▶ _Your goal_: List every line in the items below that contains the word "pants", copying each such line in full.

--------------------------------------------------

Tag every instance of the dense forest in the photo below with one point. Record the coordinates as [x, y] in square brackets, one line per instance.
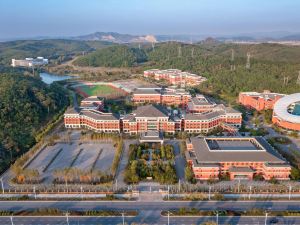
[26, 104]
[269, 64]
[114, 56]
[57, 50]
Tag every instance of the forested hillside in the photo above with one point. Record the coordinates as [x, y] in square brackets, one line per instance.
[26, 104]
[270, 63]
[115, 56]
[57, 49]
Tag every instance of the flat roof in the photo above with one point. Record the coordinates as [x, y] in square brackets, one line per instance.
[203, 153]
[282, 105]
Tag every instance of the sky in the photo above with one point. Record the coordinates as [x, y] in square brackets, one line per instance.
[58, 18]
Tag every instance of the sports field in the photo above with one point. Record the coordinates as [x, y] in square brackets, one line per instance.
[100, 90]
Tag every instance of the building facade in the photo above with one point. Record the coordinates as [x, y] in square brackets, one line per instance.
[165, 96]
[93, 120]
[237, 158]
[259, 101]
[175, 77]
[286, 113]
[149, 118]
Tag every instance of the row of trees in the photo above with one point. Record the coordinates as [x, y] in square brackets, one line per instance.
[76, 175]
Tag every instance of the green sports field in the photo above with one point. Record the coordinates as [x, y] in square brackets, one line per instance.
[101, 90]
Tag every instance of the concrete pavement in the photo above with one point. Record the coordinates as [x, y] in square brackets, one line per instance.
[146, 219]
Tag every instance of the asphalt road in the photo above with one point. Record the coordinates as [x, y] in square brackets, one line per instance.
[149, 212]
[140, 220]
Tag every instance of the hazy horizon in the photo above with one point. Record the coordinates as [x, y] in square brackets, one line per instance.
[57, 18]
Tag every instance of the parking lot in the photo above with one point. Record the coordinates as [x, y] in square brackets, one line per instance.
[84, 156]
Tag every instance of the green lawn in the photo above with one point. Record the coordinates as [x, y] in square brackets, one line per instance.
[99, 90]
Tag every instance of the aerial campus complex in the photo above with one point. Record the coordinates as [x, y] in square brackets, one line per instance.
[236, 157]
[209, 158]
[286, 108]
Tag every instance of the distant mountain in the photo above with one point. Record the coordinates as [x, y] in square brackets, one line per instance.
[116, 37]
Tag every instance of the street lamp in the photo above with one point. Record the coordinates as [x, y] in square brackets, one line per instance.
[266, 218]
[250, 192]
[123, 218]
[2, 186]
[290, 190]
[67, 217]
[34, 191]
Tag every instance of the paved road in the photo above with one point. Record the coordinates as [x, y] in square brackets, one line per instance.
[149, 205]
[146, 219]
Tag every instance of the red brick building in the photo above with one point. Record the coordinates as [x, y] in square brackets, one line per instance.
[92, 119]
[286, 113]
[92, 102]
[150, 117]
[259, 101]
[238, 158]
[165, 96]
[175, 77]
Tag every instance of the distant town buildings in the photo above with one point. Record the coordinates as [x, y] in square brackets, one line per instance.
[29, 62]
[164, 96]
[175, 77]
[236, 158]
[259, 101]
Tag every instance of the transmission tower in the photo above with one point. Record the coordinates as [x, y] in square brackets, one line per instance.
[179, 51]
[232, 66]
[286, 80]
[248, 60]
[298, 79]
[153, 46]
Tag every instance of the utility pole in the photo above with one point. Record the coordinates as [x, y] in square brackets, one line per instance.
[286, 80]
[179, 51]
[250, 192]
[2, 185]
[232, 66]
[67, 217]
[248, 61]
[266, 218]
[298, 79]
[123, 218]
[290, 190]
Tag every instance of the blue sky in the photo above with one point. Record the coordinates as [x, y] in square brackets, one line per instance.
[29, 18]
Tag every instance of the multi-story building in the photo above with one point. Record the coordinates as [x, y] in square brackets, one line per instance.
[165, 96]
[204, 115]
[175, 77]
[92, 102]
[259, 101]
[29, 62]
[92, 119]
[238, 158]
[286, 113]
[150, 117]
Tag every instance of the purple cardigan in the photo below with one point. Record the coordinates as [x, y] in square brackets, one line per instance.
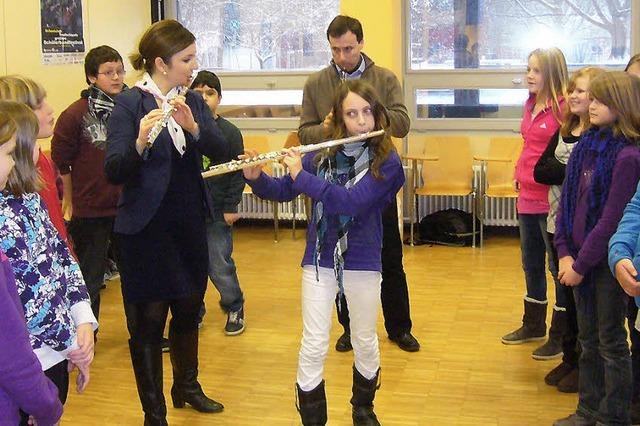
[592, 248]
[23, 385]
[364, 201]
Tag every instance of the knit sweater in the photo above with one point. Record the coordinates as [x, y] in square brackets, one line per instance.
[364, 202]
[74, 153]
[48, 279]
[50, 194]
[625, 243]
[224, 192]
[22, 382]
[317, 100]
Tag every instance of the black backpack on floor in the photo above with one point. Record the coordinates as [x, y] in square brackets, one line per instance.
[452, 227]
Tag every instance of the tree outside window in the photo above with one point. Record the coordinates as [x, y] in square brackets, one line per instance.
[259, 35]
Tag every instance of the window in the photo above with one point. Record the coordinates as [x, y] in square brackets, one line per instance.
[259, 35]
[466, 59]
[263, 51]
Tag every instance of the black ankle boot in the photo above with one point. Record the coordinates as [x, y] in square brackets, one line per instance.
[184, 359]
[364, 391]
[312, 405]
[147, 367]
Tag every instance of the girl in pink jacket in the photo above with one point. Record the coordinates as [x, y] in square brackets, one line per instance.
[547, 80]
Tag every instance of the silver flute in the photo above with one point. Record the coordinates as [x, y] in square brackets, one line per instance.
[162, 122]
[235, 165]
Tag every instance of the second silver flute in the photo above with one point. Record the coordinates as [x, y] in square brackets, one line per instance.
[163, 121]
[235, 165]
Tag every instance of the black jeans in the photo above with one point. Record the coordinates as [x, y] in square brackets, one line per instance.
[605, 382]
[91, 238]
[59, 375]
[394, 291]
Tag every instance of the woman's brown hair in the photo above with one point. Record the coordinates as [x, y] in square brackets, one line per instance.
[620, 92]
[161, 40]
[24, 177]
[571, 120]
[379, 146]
[7, 127]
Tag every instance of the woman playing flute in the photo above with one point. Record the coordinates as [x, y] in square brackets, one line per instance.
[160, 222]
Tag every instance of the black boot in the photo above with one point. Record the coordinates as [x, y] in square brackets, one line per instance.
[553, 347]
[364, 391]
[534, 325]
[184, 359]
[147, 367]
[312, 405]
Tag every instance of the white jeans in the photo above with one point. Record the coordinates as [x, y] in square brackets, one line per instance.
[362, 291]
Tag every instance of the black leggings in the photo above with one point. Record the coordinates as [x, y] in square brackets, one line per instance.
[59, 375]
[146, 321]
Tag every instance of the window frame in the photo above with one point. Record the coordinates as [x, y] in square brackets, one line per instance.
[480, 78]
[258, 80]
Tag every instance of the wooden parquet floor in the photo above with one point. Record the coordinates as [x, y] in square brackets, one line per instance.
[462, 301]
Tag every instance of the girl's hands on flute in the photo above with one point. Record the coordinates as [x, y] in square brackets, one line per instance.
[251, 173]
[146, 124]
[293, 160]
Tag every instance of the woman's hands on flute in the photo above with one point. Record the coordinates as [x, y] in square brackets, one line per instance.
[184, 116]
[250, 173]
[292, 160]
[146, 124]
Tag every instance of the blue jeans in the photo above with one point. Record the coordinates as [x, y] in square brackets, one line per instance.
[534, 244]
[605, 363]
[222, 268]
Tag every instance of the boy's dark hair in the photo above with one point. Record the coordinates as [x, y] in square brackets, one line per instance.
[342, 24]
[98, 56]
[207, 78]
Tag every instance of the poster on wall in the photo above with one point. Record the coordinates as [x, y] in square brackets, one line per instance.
[62, 31]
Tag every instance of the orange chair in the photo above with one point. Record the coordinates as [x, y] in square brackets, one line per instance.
[449, 172]
[496, 176]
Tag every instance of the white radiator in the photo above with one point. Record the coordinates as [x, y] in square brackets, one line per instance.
[498, 211]
[252, 207]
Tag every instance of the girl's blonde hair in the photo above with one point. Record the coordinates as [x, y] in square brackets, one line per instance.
[161, 40]
[635, 59]
[22, 89]
[555, 78]
[24, 177]
[7, 127]
[620, 92]
[379, 146]
[571, 120]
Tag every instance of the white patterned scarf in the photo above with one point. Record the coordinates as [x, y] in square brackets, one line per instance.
[175, 131]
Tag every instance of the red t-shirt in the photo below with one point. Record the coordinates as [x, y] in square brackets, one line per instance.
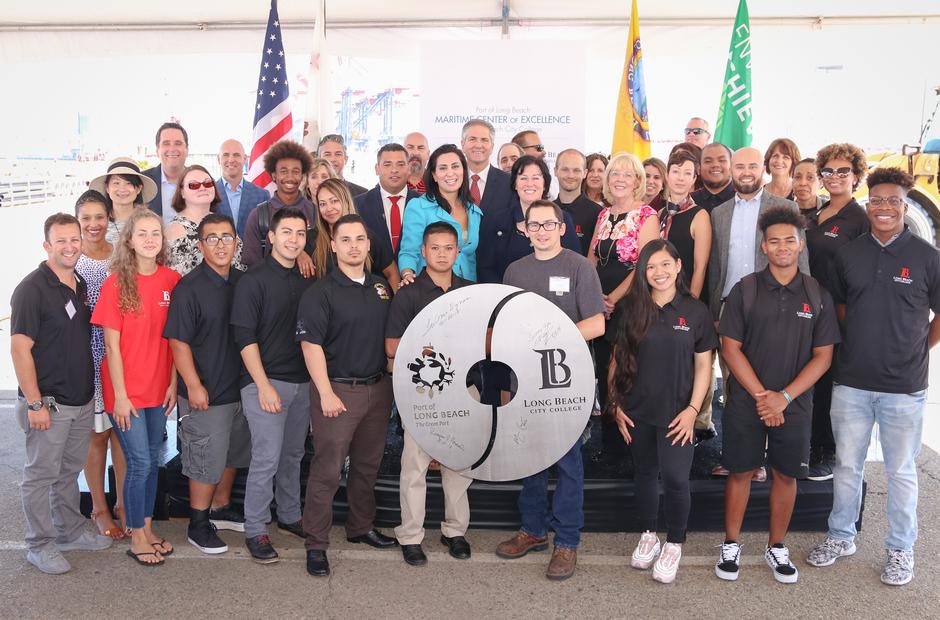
[144, 351]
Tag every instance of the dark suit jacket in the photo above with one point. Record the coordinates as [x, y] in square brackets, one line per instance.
[370, 208]
[156, 173]
[354, 190]
[721, 240]
[252, 196]
[496, 193]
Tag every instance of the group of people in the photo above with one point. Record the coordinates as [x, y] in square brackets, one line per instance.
[263, 317]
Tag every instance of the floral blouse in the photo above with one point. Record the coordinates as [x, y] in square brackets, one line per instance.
[184, 255]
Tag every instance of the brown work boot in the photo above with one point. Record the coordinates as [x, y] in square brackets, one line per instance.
[562, 564]
[521, 544]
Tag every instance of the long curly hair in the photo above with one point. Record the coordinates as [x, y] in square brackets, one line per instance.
[124, 261]
[635, 313]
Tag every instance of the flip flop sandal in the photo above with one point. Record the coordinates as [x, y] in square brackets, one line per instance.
[162, 542]
[137, 559]
[114, 533]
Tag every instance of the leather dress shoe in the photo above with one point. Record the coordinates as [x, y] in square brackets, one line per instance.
[457, 546]
[295, 528]
[414, 555]
[374, 538]
[317, 563]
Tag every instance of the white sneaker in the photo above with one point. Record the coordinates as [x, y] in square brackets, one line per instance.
[668, 563]
[778, 559]
[646, 551]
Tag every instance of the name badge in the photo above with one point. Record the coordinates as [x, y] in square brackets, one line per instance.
[559, 285]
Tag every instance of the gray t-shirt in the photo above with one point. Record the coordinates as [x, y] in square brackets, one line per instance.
[569, 281]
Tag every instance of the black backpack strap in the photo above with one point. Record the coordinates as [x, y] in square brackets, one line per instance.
[264, 224]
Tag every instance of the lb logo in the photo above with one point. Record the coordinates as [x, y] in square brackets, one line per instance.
[493, 382]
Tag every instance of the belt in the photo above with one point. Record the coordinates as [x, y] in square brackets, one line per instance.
[357, 381]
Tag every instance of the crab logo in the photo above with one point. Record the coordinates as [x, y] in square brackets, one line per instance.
[432, 371]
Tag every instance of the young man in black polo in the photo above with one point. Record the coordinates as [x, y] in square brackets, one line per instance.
[275, 388]
[51, 349]
[777, 332]
[885, 284]
[213, 431]
[341, 329]
[568, 280]
[439, 249]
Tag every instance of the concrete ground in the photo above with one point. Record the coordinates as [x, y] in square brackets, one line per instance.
[369, 583]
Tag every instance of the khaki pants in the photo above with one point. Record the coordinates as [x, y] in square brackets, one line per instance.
[413, 493]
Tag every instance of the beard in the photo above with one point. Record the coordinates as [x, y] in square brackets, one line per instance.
[748, 188]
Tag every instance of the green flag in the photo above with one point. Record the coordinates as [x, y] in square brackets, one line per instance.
[733, 128]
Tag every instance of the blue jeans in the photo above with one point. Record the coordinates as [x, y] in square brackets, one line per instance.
[141, 445]
[900, 421]
[567, 514]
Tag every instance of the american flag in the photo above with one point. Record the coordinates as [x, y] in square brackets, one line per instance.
[272, 104]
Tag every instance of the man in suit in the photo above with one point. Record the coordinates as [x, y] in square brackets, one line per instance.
[383, 206]
[237, 196]
[489, 186]
[332, 148]
[172, 149]
[735, 235]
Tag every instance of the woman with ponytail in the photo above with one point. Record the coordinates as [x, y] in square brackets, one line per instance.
[659, 373]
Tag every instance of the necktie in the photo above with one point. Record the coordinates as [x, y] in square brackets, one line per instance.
[395, 221]
[475, 190]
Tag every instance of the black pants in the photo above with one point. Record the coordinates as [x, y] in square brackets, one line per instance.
[822, 422]
[653, 455]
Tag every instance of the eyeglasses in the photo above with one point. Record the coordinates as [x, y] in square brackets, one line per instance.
[877, 201]
[827, 173]
[549, 225]
[213, 240]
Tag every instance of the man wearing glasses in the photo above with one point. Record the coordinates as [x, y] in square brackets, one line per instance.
[332, 148]
[697, 133]
[530, 142]
[213, 431]
[884, 286]
[568, 280]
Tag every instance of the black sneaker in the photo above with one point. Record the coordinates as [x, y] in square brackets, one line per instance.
[227, 518]
[201, 535]
[261, 550]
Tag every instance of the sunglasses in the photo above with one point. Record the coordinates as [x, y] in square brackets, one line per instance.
[828, 173]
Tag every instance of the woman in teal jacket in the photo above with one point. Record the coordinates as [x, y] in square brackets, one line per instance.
[447, 199]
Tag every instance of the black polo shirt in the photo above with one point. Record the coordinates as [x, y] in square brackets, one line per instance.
[347, 319]
[413, 298]
[666, 361]
[778, 337]
[888, 294]
[583, 212]
[199, 316]
[705, 198]
[57, 320]
[264, 312]
[824, 240]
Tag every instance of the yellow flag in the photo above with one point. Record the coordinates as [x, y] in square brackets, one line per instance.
[631, 123]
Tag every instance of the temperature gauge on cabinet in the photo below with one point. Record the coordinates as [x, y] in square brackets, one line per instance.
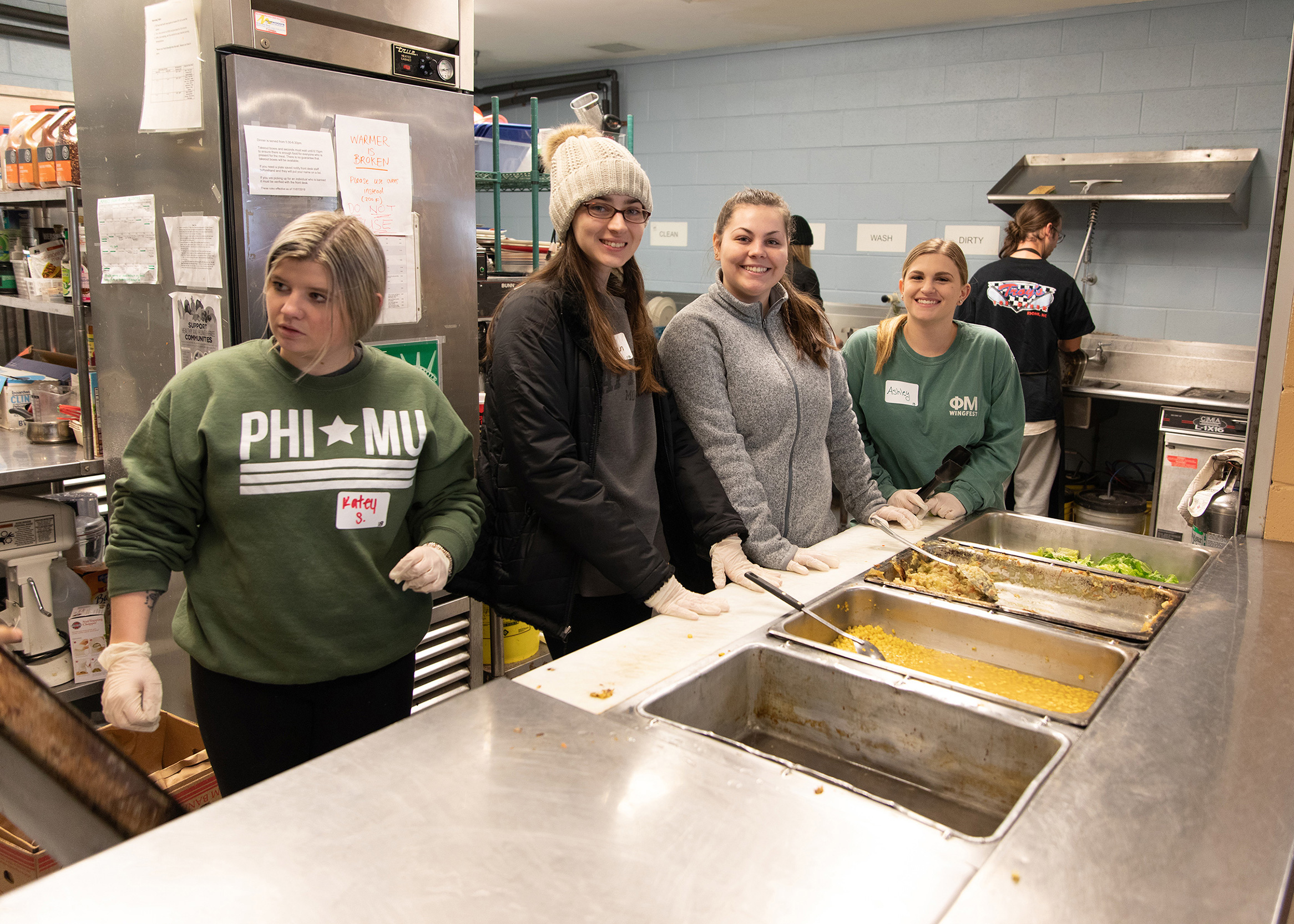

--------------------------------------------------

▶ _Completed task_:
Tag every instance of the khaki pants in the photo above with one point. Record the coordinates as [x, y] in square brackets, one line per instance.
Tag every instance of the black pants in the photo above with one point. Record the coordinates as [x, y] in square brackets, one line per instance.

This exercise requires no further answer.